──────── EXCERPT ────────

I’ve often thought about whether that’s the day I got saved. I’ve come to believe that I believed the gospel not because I made a public declaration of faith that day, but because I truly believed. However, a lot of people recount their own conversion experiences with a visible raising of hands or walking down an aisle, or some other visible public declaration. I want to be clear—I don’t think that altar calls and things like it are categorically wrong. It is not a sin to do so. People must decide to repent and believe in order to be saved. I also believe that public professions of faith are necessary, like baptism. However, it’s easy to see that altar calls and things like them can cause confusion as to what conversion truly is. For the rest of this article, I want to talk about what happens to a person when he/she is truly converted, a brief history of the altar call, and my concerns with this as an evangelistic practice.
Conversion happens to a whole person- mind, emotions and will
When a person truly is converted by God, we should evaluate whether their response encompasses their mind, emotions and will.
The full content of the gospel must be presented clearly and understood by the mind. The Scripture must direct our minds and humble them. Some people reject it as foolishness (1 Cor 2). Others think that if they simply understand the ‘facts’ about the gospel and agree to it then they are saved. But this is incomplete at best. The ‘facts’ about the gospel do indeed inform, but also humble the mind. The mind understands the gospel truths, wholeheartedly agrees with them, and is humbled by them.

──────── DATASET SECTION ────────

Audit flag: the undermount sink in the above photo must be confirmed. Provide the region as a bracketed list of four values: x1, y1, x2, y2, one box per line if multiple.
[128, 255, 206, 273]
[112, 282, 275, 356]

────────

> TO-DO LIST:
1 – In the essay on conversion and altar calls, translate this sentence into Spanish: "The Scripture must direct our minds and humble them."
2 – The essay on conversion and altar calls says what the rest of the article will cover. List each of those topics.
3 – Carry on writing the essay on conversion and altar calls from where it stops.

> ANSWERS FOR THIS EXERCISE:
1 – Las Escrituras deben dirigir nuestra mente y humillarla.

2 –
- What happens to a person when he/she is truly converted
- A brief history of the altar call
- The author's concerns with the altar call as an evangelistic practice

3 –
Emotions are a part of every person, and when a person is converted, so are his or her emotions. A person without any emotions is called a sociopath, and there is no such thing as a ‘Christian sociopath’. A true Christian will have brokenness over sin (Psalm 51), joy, peace, hope and other Spirit-produced emotions (Galatians 5). But emotions are always to be led by truth.
There is an unbiblical way to appeal to the will. Some people give a challenge to others to ‘try’ Jesus— “I challenge you, try Jesus for 1 week! I guarantee you will not be disappointed”. Treating Jesus and the gospel like a brand of toothpaste by using a sales pitch like this is unbiblical and dishonouring to Christ. Another unbiblical way is to pressure someone to say the sinner's prayer as if there’s some magical power in the recitation of words put together.
But there is a biblical way to appeal to the will. Joshua says “Choose for yourselves this day whom you will serve” (Josh 24:15). “Come, all you who are thirsty, come to the waters'' (Is 55:1). “Come to me, all you who are weary and burdened” (Mt 11:28). “Believe in the Lord Jesus, and you will be saved” (Acts 16:31). We are to plead, command, invite and beg! It is uncomfortable for us when we put people on the spot, yet we must not neglect to call for a response. There is to be a tone of urgency and persuasion in our voice. The sermons of great evangelists like Bunyan, Whitefield, Edwards and Spurgeon were all marked by direct questions and pleas put to unbelievers. So was their personal witnessing.
Will Metzger puts it well: “Sinners are commanded to come now. Not appealing to natural desires but inviting, persuading and commanding allegiance to a new leader.”
History of the altar call
The altar call gained popularity in the 1830s with the preaching of Charles G. Finney. Finney rejected Calvinistic teaching that human nature was irreparably depraved; he believed only men's wills, not their natures, needed to be converted. His "new measures," then, set out to make regeneration as easy as possible. "A revival is not a miracle," Finney wrote. "It is a purely philosophical result of the right use of the constituted means." In other words, preachers might create revival if they used proven methods, chief of these being the "anxious bench". Finney invited the unconverted to come to this bench at the front of the room to pray and to be prayed for, often resulting in an emotional breakthrough for the person. "The object of our measures is to gain attention," Finney said, and for that "you must have something new."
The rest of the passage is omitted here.